[SET PROBLEM] Could you present the material below as a Markdown table with the columns Row and Material line, numbering each line in order and leaving out any blank lines?

[DATA LISTING]
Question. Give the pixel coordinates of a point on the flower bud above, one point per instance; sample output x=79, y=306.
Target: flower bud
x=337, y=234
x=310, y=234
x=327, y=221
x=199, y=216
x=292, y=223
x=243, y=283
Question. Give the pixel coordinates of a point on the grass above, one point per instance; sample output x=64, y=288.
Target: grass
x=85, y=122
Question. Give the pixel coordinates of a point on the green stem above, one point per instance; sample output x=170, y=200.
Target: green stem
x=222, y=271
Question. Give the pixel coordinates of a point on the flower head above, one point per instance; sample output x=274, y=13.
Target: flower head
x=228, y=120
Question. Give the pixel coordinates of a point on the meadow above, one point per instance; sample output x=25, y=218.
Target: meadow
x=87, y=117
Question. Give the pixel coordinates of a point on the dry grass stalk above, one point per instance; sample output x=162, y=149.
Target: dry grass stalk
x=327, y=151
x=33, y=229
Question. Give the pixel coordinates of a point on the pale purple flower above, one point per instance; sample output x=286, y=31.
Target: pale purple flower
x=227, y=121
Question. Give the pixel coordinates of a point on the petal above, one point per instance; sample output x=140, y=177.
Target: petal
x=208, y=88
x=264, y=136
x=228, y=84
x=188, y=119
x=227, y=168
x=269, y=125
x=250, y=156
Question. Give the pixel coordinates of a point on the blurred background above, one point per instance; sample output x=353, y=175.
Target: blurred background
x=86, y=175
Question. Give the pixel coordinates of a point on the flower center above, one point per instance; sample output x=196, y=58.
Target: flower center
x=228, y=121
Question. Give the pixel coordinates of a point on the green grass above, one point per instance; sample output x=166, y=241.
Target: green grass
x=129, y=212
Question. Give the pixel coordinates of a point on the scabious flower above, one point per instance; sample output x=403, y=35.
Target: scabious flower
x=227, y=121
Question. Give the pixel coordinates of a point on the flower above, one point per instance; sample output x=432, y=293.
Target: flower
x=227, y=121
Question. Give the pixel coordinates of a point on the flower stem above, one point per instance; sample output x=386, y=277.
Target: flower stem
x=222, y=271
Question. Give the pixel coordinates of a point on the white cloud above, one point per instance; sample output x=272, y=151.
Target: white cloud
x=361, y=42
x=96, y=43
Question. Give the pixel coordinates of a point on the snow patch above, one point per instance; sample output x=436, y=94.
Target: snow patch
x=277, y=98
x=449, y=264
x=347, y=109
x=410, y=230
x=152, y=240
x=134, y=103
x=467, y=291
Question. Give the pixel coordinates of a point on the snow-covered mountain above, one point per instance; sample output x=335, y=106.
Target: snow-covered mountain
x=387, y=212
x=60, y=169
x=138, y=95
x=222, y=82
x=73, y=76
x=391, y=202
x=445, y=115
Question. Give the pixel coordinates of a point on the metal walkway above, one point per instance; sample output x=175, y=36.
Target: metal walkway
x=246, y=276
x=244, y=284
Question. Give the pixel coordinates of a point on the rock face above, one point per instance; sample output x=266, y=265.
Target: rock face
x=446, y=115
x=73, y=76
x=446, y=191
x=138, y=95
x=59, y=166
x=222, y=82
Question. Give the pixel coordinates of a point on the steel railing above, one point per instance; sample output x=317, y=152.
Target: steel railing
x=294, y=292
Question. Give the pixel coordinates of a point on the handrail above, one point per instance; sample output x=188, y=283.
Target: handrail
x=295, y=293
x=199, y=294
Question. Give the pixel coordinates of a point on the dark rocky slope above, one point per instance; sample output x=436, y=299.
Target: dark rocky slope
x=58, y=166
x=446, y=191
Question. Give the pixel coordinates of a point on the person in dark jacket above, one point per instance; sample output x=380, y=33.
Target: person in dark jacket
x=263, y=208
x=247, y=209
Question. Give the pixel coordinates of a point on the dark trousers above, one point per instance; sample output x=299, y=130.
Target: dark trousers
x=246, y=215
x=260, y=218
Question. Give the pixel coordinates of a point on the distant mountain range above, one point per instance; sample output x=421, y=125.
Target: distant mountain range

[TASK RESULT]
| Row | Material line |
|---|---|
| 1 | Question. Give the pixel coordinates of a point on the flower bud above, one point per instance; sample output x=79, y=306. |
| 2 | Target: flower bud |
| 3 | x=337, y=234 |
| 4 | x=310, y=234 |
| 5 | x=327, y=221 |
| 6 | x=199, y=216 |
| 7 | x=292, y=223 |
| 8 | x=243, y=283 |
| 9 | Question. Give the pixel coordinates of a point on the grass above, one point per instance; sample output x=64, y=288. |
| 10 | Target: grass |
| 11 | x=85, y=122 |
| 12 | Question. Give the pixel coordinates of a point on the green stem above, one point per instance; sample output x=170, y=200. |
| 13 | Target: green stem |
| 14 | x=222, y=271 |
| 15 | Question. Give the pixel coordinates of a point on the flower head above, one point per instance; sample output x=274, y=13. |
| 16 | Target: flower head |
| 17 | x=228, y=120 |
| 18 | Question. Give the pixel coordinates of a point on the meadow above, one point per instance; sample output x=25, y=218. |
| 19 | Target: meadow |
| 20 | x=87, y=117 |
| 21 | Question. Give the pixel coordinates of a point on the dry grass stalk above, one point per instance; sample output x=162, y=149. |
| 22 | Target: dry grass stalk |
| 23 | x=327, y=151 |
| 24 | x=33, y=229 |
| 25 | Question. Give the pixel coordinates of a point on the pale purple flower above, one point per instance; sample output x=286, y=31. |
| 26 | Target: pale purple flower |
| 27 | x=227, y=121 |
| 28 | Question. Give the pixel coordinates of a point on the petal above, one point per instance; sample output x=140, y=177. |
| 29 | Target: petal |
| 30 | x=208, y=88 |
| 31 | x=264, y=136 |
| 32 | x=228, y=84 |
| 33 | x=188, y=119 |
| 34 | x=227, y=168 |
| 35 | x=269, y=125 |
| 36 | x=250, y=156 |
| 37 | Question. Give the pixel coordinates of a point on the blurred background above, one point per instance; sample output x=353, y=175. |
| 38 | Target: blurred background |
| 39 | x=86, y=175 |
| 40 | Question. Give the pixel coordinates of a point on the flower center above, one point per instance; sample output x=196, y=58. |
| 41 | Target: flower center |
| 42 | x=228, y=121 |
| 43 | Question. Give the pixel coordinates of a point on the green grass above, one point per instance; sample output x=166, y=241. |
| 44 | Target: green grass |
| 45 | x=129, y=212 |
| 46 | Question. Give the pixel coordinates of a point on the scabious flower above, one point per instance; sample output x=403, y=35. |
| 47 | Target: scabious flower |
| 48 | x=227, y=121 |
| 49 | Question. Give the pixel coordinates of a point on the flower above, one point per instance; sample output x=432, y=293. |
| 50 | Target: flower |
| 51 | x=227, y=121 |
| 52 | Question. Give the pixel coordinates of a point on the flower stem above, one point per instance; sample output x=386, y=277. |
| 53 | Target: flower stem |
| 54 | x=222, y=271 |
| 55 | Question. Give the pixel coordinates of a point on the white cloud above, one point per instance; sample output x=272, y=151. |
| 56 | Target: white cloud |
| 57 | x=361, y=42 |
| 58 | x=96, y=43 |
| 59 | Question. Give the pixel coordinates of a point on the snow patch above, one point per instance; sample output x=436, y=94. |
| 60 | Target: snow patch |
| 61 | x=277, y=98 |
| 62 | x=449, y=264 |
| 63 | x=347, y=109 |
| 64 | x=410, y=230 |
| 65 | x=152, y=240 |
| 66 | x=134, y=103 |
| 67 | x=467, y=291 |
| 68 | Question. Give the pixel coordinates of a point on the snow-covered mountain above, one point per instance; sample output x=335, y=106. |
| 69 | Target: snow-covered mountain |
| 70 | x=387, y=212 |
| 71 | x=60, y=169 |
| 72 | x=138, y=95 |
| 73 | x=222, y=82 |
| 74 | x=73, y=76 |
| 75 | x=391, y=202 |
| 76 | x=445, y=115 |
| 77 | Question. Give the pixel coordinates of a point on the metal walkway above, one point per instance; sample output x=175, y=36. |
| 78 | Target: metal walkway |
| 79 | x=246, y=276 |
| 80 | x=244, y=284 |
| 81 | Question. Give the pixel coordinates of a point on the rock face above, one point per instance; sample output x=266, y=265. |
| 82 | Target: rock face |
| 83 | x=446, y=115 |
| 84 | x=73, y=76 |
| 85 | x=446, y=191 |
| 86 | x=138, y=95 |
| 87 | x=59, y=166 |
| 88 | x=222, y=82 |
| 89 | Question. Give the pixel coordinates of a point on the steel railing above, one point per instance; sample output x=317, y=152. |
| 90 | Target: steel railing |
| 91 | x=294, y=292 |
| 92 | Question. Give the pixel coordinates of a point on the handrail above, one point per instance; sample output x=188, y=283. |
| 93 | Target: handrail |
| 94 | x=295, y=293 |
| 95 | x=199, y=294 |
| 96 | Question. Give the pixel coordinates of a point on the dark rocky slope above, one point per instance; sample output x=436, y=299. |
| 97 | Target: dark rocky slope |
| 98 | x=58, y=166 |
| 99 | x=446, y=191 |
| 100 | Question. Give the pixel coordinates of a point on the person in dark jacket above, one point per instance; sample output x=380, y=33. |
| 101 | Target: person in dark jacket |
| 102 | x=263, y=208 |
| 103 | x=247, y=209 |
| 104 | Question. Give the pixel coordinates of a point on the dark trousers above, one point per instance; sample output x=299, y=130. |
| 105 | Target: dark trousers |
| 106 | x=246, y=215 |
| 107 | x=260, y=218 |
| 108 | Question. Give the pixel coordinates of a point on the distant mountain range above, one point per instance; sample output x=421, y=125. |
| 109 | Target: distant mountain range |